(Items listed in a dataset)
········

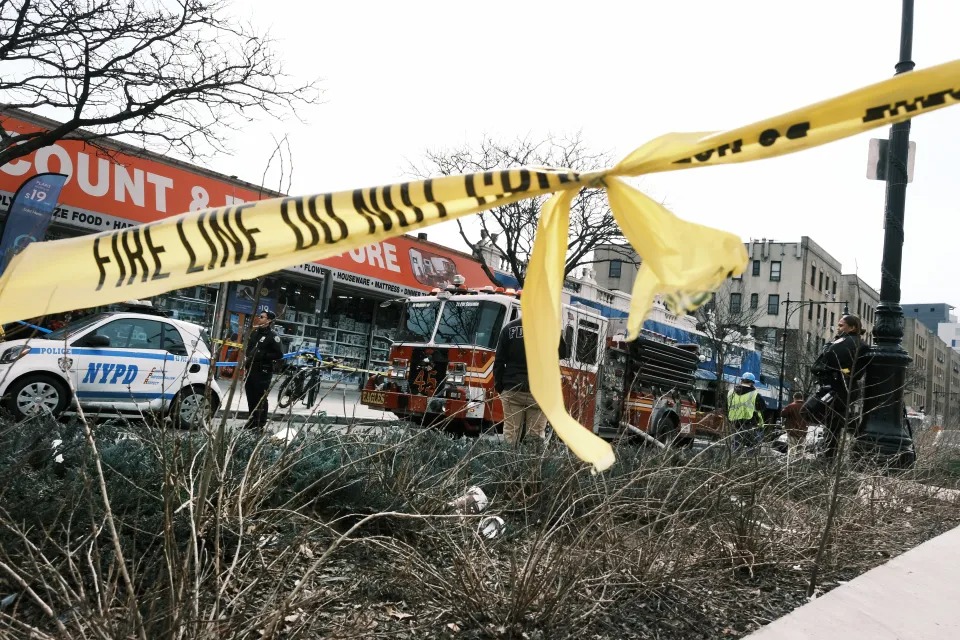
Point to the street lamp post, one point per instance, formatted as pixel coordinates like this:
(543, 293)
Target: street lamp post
(800, 304)
(884, 434)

········

Aim of the exercise = Transcribe each entry above without alteration, but keep the pictures out.

Task result =
Point to the street lamp post, one point per instance, formatted as pixel coordinates like this:
(543, 293)
Target: street lamp post
(800, 304)
(884, 434)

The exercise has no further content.